Alveolar air contains about 14% Oxygen (105mm Hg) and the arterial blood has an Oxygen tension of 97mm Hg. The difference, known as the alveolar-arterial Oxygen tension gradient, increases with age. The difference may be as great as 30mm Hg in a healthy, elderly individual.
Oxygen in the blood is mostly combined with haemoglobin. 1.34ml per 9ml to give a maximum capacity of 20ml per 100ml of blood. A small amount, 0.3ml, exists in solution in the same volume of blood.
The concept of Oxygen availability first described by Richards in 1943 and later elaborated by Freeman and Nunn has been used to quantify the amount of Oxygen available to the body. It can be expressed as the product of the cardiac output and the Oxygen content of the blood.
Available Oxygen = (cardiac output) x Hb conc x 1.34 x (% saturation) Substituting normal values:
Available Oxygen = (5000ml) 15/100 x 1.34 x 95/100 = 950ml
The average healthy individual with a basal Oxygen consumption has no more
than four minutes supply of Oxygen in the blood.
5.2 Pharmacokinetic properties
The uptake of Oxygen by the blood in the lungs and discharge to the tissues is determined by the Oxygen dissociation curve. The characteristic sigmoid shape ensures that, at tensions between 40 and 15mm Hg, the Oxygen carried in the blood from the lungs can be readily given up to the tissues.
The uptake from the lungs is rapid, because blood flow through the capillaries, where exchange takes place, occurs in about 0.5 seconds. The uptake of Oxygen is favoured the simultaneous loss of carbon dioxide which is then excreted in the expired air. Conversely the entry of carbon dioxide into the blood from the tissues facilitates Oxygen transfer to the cells.

:: Required action A ::
According to the oxygen passage, who first described the concept of Oxygen availability, and in what year?
:: Required action B ::
Please transcribe everything in the oxygen passage from "The concept of" down to "of the blood.".
The records that come next have no connection to the oxygen passage.

:: Dataset entries ::
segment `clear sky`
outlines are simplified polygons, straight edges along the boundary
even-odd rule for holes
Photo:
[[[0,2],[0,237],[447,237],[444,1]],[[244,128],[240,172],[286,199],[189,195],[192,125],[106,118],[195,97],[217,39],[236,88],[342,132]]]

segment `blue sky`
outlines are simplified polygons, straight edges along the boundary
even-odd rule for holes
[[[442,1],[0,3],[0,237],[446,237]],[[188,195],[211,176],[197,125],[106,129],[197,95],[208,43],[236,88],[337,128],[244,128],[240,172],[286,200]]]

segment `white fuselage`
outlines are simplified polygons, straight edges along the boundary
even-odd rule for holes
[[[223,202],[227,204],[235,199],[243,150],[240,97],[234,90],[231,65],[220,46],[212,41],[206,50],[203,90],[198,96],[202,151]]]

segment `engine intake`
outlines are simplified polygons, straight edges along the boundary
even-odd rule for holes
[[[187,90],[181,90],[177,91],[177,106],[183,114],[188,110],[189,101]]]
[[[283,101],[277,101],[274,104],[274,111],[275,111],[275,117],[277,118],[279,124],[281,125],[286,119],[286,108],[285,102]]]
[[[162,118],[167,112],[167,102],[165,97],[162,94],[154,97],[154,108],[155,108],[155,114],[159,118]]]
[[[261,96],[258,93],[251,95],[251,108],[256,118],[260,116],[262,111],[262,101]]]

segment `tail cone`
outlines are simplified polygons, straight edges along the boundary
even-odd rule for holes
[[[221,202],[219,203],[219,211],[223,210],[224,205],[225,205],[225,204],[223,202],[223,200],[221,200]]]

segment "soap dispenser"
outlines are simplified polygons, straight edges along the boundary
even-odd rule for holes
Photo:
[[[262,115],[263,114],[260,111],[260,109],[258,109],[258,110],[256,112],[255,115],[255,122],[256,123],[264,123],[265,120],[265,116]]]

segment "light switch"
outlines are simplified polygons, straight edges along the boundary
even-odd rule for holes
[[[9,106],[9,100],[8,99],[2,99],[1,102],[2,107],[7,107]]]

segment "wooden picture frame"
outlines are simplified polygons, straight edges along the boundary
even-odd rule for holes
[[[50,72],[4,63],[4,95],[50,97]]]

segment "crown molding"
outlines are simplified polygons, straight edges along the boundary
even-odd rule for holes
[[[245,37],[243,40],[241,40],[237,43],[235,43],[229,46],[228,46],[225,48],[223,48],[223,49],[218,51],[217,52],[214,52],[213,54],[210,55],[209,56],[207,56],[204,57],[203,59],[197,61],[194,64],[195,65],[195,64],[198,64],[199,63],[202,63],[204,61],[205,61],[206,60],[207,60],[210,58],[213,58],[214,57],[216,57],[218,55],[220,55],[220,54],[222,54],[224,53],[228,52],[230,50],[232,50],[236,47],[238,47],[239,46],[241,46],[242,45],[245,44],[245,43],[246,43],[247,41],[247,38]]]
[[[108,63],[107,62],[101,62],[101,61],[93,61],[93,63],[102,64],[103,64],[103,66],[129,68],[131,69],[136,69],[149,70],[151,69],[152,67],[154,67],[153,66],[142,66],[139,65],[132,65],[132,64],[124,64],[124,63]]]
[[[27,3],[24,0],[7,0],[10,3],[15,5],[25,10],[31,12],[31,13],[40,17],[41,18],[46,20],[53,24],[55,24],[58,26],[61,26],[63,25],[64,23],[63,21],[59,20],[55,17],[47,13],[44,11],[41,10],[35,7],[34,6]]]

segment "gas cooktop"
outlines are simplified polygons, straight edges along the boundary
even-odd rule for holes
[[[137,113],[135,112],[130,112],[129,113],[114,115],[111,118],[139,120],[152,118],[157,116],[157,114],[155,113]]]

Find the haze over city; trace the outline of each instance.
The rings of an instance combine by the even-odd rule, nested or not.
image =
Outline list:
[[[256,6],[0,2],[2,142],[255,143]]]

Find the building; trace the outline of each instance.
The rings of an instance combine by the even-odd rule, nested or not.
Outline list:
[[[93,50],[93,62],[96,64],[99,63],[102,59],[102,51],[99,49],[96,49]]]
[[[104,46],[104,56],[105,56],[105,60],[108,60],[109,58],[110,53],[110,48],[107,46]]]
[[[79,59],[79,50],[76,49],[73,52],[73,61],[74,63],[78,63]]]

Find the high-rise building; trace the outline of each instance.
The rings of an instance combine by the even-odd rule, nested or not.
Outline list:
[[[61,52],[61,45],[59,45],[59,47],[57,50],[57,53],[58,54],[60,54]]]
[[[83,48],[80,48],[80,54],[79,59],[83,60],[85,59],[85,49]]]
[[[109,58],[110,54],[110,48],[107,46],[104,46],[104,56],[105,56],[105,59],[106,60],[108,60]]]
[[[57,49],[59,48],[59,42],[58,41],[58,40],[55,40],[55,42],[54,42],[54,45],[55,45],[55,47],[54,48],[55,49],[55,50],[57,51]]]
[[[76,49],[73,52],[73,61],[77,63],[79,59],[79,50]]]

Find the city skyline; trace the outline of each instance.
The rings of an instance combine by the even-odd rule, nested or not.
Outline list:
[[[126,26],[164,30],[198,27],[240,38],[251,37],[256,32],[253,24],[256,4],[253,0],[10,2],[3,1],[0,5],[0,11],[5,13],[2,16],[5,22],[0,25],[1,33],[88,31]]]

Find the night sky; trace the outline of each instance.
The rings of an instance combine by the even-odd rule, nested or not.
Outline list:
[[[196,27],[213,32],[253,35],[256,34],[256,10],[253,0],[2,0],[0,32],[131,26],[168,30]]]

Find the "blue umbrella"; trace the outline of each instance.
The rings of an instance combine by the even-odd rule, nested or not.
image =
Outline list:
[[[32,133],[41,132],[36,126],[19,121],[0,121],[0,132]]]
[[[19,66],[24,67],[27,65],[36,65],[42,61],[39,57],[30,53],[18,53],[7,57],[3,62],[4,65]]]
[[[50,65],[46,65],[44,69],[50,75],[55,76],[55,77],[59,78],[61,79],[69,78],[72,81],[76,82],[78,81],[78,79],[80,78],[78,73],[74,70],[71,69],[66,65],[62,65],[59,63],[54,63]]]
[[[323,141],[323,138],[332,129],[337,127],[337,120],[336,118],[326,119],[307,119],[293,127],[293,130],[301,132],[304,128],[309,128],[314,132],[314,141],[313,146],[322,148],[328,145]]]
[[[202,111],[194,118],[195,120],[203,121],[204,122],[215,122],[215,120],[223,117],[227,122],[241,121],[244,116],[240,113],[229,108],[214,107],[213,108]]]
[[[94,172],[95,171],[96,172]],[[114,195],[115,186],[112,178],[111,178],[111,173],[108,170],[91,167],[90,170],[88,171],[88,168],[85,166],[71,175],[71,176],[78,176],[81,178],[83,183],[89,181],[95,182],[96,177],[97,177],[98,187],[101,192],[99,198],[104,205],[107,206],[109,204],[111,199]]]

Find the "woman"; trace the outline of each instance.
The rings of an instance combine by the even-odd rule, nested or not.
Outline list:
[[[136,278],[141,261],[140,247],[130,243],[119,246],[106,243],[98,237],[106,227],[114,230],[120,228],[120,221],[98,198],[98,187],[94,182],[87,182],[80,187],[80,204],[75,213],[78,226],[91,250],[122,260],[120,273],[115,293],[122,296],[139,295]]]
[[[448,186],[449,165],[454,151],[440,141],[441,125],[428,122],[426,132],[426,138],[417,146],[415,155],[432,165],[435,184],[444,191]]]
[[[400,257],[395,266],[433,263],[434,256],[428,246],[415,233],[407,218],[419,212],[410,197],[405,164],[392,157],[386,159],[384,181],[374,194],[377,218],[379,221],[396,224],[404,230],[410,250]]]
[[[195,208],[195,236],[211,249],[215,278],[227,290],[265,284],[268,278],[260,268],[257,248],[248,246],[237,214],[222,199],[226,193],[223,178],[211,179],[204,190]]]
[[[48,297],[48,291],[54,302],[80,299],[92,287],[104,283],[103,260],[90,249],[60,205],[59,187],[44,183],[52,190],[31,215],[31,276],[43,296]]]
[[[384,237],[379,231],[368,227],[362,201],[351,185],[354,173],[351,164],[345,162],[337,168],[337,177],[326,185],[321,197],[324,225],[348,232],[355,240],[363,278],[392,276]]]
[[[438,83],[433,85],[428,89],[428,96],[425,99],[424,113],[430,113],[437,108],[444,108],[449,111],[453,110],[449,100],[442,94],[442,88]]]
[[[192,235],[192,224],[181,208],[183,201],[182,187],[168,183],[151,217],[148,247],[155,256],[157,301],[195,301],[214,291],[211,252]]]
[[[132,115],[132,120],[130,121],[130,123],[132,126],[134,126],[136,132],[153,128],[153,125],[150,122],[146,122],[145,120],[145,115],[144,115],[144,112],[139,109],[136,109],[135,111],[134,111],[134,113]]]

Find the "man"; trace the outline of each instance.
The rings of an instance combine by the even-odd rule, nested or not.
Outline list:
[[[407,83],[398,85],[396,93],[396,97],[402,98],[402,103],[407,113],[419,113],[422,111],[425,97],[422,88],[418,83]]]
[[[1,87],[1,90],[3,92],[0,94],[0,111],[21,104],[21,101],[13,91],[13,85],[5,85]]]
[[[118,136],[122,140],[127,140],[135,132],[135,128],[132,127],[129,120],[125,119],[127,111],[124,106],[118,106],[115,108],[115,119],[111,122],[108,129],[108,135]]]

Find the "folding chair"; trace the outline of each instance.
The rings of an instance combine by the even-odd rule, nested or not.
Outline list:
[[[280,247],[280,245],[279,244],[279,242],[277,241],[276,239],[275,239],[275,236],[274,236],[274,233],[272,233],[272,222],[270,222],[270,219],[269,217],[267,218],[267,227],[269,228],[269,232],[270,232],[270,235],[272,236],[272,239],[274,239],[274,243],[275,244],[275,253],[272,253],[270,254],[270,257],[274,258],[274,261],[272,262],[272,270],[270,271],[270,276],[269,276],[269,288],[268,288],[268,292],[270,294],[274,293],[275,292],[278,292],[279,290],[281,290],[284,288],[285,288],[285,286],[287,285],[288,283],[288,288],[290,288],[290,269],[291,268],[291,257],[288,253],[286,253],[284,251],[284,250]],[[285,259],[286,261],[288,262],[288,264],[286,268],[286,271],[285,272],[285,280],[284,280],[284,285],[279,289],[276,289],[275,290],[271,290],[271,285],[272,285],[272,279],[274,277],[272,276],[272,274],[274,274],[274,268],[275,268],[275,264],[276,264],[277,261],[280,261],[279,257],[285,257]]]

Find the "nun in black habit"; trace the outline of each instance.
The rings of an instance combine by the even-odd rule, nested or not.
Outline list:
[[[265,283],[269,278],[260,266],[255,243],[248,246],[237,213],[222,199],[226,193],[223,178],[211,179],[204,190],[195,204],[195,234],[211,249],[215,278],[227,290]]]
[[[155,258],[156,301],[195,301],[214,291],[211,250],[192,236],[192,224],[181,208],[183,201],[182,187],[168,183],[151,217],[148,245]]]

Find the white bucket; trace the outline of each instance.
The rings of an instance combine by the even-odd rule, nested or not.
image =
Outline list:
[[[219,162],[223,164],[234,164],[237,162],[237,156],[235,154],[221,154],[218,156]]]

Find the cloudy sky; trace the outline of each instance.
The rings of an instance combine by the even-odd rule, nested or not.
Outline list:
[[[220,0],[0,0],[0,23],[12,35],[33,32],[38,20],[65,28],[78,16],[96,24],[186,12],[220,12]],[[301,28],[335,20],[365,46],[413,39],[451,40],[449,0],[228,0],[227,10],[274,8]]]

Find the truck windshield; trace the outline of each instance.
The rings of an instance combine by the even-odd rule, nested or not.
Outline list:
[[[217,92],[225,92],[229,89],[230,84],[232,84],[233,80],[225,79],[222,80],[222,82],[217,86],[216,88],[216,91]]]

:: Task solution A ::
Richards, in 1943.

:: Task solution B ::
The concept of Oxygen availability first described by Richards in 1943 and later elaborated by Freeman and Nunn has been used to quantify the amount of Oxygen available to the body. It can be expressed as the product of the cardiac output and the Oxygen content of the blood.